**EXERCISE**
Nothing other than the lines from the one containing "column 354, row 242" through the last line of the data below should be output, each reproduced exactly.

**MATERIAL FOR THIS EXERCISE**
────────────────

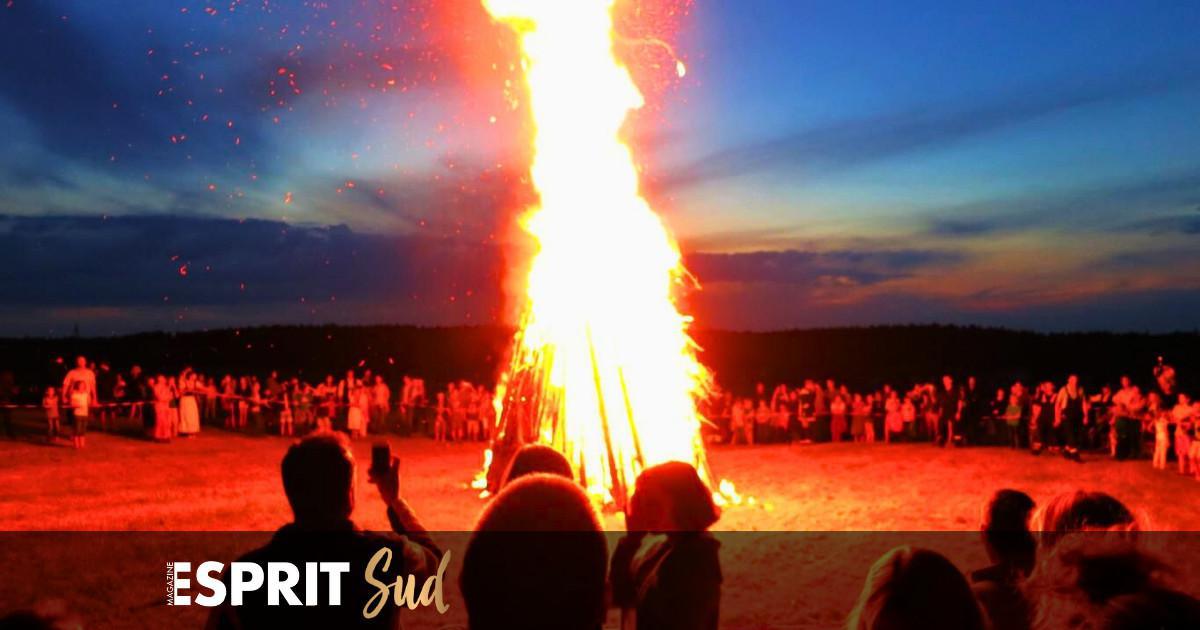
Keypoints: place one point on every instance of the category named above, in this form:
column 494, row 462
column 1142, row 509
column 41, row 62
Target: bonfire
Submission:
column 601, row 369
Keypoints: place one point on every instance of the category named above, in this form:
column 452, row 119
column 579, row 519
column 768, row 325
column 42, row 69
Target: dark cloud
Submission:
column 227, row 265
column 1102, row 208
column 865, row 141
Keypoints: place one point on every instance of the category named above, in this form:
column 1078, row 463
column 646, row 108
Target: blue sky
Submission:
column 193, row 165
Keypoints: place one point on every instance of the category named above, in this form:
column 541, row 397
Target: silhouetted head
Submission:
column 1084, row 511
column 538, row 559
column 537, row 459
column 671, row 497
column 916, row 589
column 1006, row 529
column 318, row 479
column 1105, row 581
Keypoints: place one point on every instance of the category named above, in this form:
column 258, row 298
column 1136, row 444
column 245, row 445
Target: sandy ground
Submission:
column 795, row 559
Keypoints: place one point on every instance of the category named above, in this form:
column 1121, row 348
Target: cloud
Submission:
column 172, row 264
column 857, row 142
column 1101, row 208
column 817, row 268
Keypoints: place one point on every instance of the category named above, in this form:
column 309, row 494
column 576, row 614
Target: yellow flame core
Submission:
column 600, row 286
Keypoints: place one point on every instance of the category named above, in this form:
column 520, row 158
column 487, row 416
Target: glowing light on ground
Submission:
column 603, row 369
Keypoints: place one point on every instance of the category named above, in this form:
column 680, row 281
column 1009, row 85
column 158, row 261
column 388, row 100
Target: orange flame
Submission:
column 603, row 342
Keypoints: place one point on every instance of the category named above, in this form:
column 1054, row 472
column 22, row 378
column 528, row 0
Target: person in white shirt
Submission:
column 81, row 400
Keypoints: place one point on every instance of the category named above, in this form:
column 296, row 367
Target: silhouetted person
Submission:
column 7, row 390
column 538, row 459
column 537, row 559
column 666, row 573
column 1012, row 550
column 1105, row 582
column 319, row 478
column 916, row 589
column 1084, row 511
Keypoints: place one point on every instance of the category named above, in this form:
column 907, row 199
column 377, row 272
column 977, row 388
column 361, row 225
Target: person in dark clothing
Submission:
column 972, row 413
column 1042, row 427
column 1012, row 550
column 1071, row 413
column 7, row 390
column 666, row 573
column 319, row 479
column 537, row 559
column 534, row 459
column 949, row 412
column 916, row 589
column 1084, row 511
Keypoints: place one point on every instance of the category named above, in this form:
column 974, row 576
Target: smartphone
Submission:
column 381, row 456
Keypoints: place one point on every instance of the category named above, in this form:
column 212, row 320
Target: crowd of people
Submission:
column 538, row 558
column 1125, row 421
column 1122, row 421
column 167, row 407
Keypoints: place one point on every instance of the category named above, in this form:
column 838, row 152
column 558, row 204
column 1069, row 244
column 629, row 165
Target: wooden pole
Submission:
column 615, row 473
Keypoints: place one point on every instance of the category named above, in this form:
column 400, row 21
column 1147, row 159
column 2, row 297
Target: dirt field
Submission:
column 822, row 514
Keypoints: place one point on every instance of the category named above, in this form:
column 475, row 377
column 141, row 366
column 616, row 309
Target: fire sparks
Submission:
column 603, row 369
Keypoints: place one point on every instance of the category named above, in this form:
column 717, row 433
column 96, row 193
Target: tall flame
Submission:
column 603, row 369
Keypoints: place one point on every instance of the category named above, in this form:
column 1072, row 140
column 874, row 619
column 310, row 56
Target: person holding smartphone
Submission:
column 319, row 479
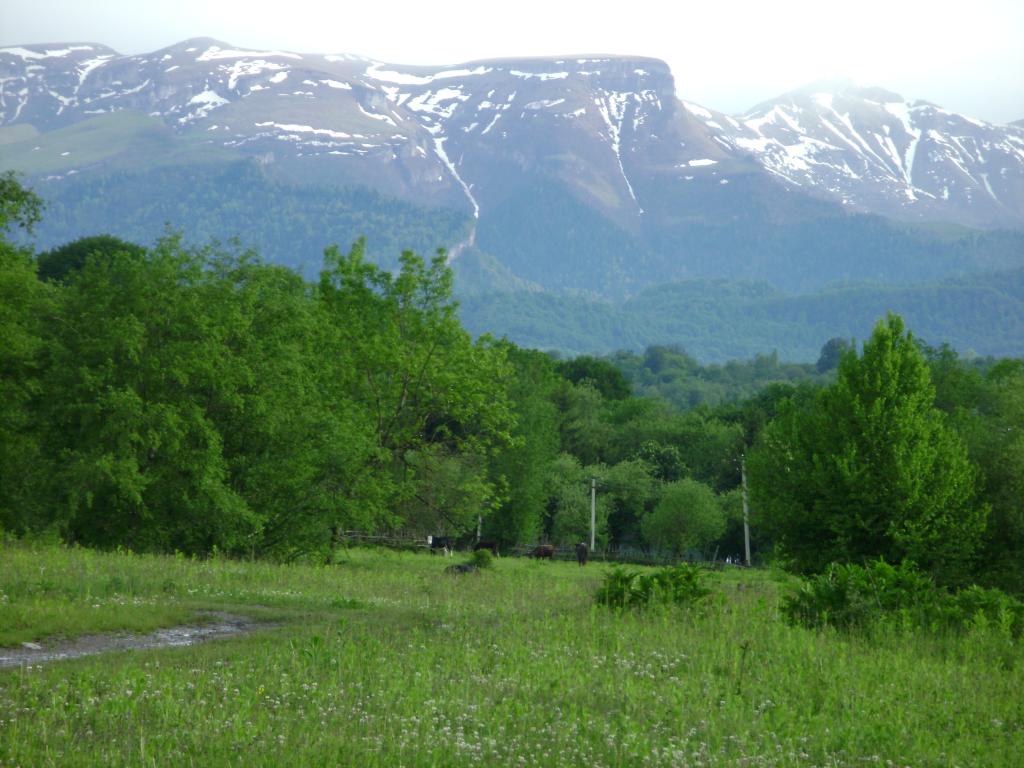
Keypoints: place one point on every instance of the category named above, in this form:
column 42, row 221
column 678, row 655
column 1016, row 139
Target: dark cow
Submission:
column 493, row 546
column 582, row 553
column 544, row 551
column 440, row 544
column 464, row 567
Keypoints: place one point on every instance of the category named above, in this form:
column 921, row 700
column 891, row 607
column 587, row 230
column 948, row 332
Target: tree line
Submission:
column 199, row 399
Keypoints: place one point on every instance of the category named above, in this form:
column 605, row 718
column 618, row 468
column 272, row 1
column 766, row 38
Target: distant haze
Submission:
column 729, row 56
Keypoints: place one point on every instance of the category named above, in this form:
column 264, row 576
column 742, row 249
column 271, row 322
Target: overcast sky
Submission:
column 967, row 56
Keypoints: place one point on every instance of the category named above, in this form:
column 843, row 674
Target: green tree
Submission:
column 59, row 262
column 137, row 360
column 523, row 464
column 869, row 469
column 25, row 308
column 422, row 382
column 687, row 516
column 568, row 502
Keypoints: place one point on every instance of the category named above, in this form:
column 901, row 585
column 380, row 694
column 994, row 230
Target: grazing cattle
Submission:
column 582, row 553
column 493, row 546
column 465, row 567
column 440, row 545
column 544, row 551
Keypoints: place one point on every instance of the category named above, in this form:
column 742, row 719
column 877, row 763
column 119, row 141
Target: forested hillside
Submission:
column 720, row 321
column 200, row 399
column 288, row 224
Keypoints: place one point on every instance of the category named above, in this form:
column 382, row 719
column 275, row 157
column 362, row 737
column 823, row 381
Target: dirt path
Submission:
column 222, row 625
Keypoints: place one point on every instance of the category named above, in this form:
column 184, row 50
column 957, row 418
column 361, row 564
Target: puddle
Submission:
column 221, row 625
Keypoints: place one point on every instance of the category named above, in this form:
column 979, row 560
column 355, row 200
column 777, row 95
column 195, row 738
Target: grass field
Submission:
column 382, row 659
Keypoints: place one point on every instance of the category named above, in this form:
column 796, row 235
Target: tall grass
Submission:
column 382, row 659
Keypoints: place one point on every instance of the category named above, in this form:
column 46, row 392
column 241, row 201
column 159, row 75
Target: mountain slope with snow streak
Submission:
column 875, row 152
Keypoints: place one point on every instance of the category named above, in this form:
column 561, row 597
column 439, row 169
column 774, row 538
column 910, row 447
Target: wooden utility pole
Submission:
column 747, row 525
column 593, row 511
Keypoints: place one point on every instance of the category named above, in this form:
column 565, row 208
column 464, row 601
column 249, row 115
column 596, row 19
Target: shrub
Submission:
column 679, row 585
column 851, row 597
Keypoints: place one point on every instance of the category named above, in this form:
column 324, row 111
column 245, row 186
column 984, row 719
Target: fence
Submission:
column 419, row 544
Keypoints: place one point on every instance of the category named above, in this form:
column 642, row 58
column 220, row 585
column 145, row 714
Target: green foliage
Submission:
column 832, row 351
column 601, row 374
column 687, row 516
column 523, row 464
column 482, row 558
column 676, row 585
column 858, row 597
column 18, row 204
column 288, row 224
column 870, row 469
column 723, row 321
column 60, row 262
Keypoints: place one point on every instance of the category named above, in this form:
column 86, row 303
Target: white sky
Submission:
column 966, row 56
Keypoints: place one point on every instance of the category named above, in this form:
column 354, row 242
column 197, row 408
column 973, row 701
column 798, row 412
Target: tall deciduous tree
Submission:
column 24, row 304
column 427, row 389
column 869, row 469
column 687, row 516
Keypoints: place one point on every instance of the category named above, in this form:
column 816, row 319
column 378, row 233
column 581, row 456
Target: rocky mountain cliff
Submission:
column 583, row 174
column 609, row 128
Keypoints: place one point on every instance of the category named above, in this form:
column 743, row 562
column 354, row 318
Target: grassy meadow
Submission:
column 382, row 659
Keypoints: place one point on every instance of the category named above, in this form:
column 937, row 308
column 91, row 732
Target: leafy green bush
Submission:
column 851, row 597
column 679, row 585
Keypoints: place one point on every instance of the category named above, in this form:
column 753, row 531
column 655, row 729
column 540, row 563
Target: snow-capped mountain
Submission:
column 454, row 135
column 876, row 152
column 609, row 128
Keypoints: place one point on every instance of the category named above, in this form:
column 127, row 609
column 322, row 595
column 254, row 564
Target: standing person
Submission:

────────────────

**ANSWER TO THIS EXERCISE**
column 354, row 242
column 197, row 408
column 973, row 701
column 798, row 412
Target: tall deciduous tree
Submission:
column 24, row 304
column 427, row 389
column 869, row 469
column 687, row 516
Keypoints: place one point on every instance of the category named above, in this form:
column 816, row 319
column 378, row 233
column 581, row 456
Target: rocky mountain cliff
Submission:
column 583, row 174
column 609, row 128
Keypoints: place one point on every instance of the category named above, in this form:
column 743, row 562
column 354, row 318
Target: grassy meadow
Submission:
column 382, row 659
Keypoints: place one point on every instance of the category named above, in this form:
column 937, row 308
column 91, row 732
Target: leafy green bush
Submission:
column 851, row 597
column 679, row 585
Keypoints: place one point on every instance of the category named above, in this form:
column 753, row 531
column 655, row 729
column 540, row 563
Target: snow-capped mountain
Submission:
column 454, row 135
column 876, row 152
column 609, row 128
Keypoints: place one point on every instance of the category named above, in this form:
column 127, row 609
column 322, row 595
column 254, row 564
Target: standing person
Submission:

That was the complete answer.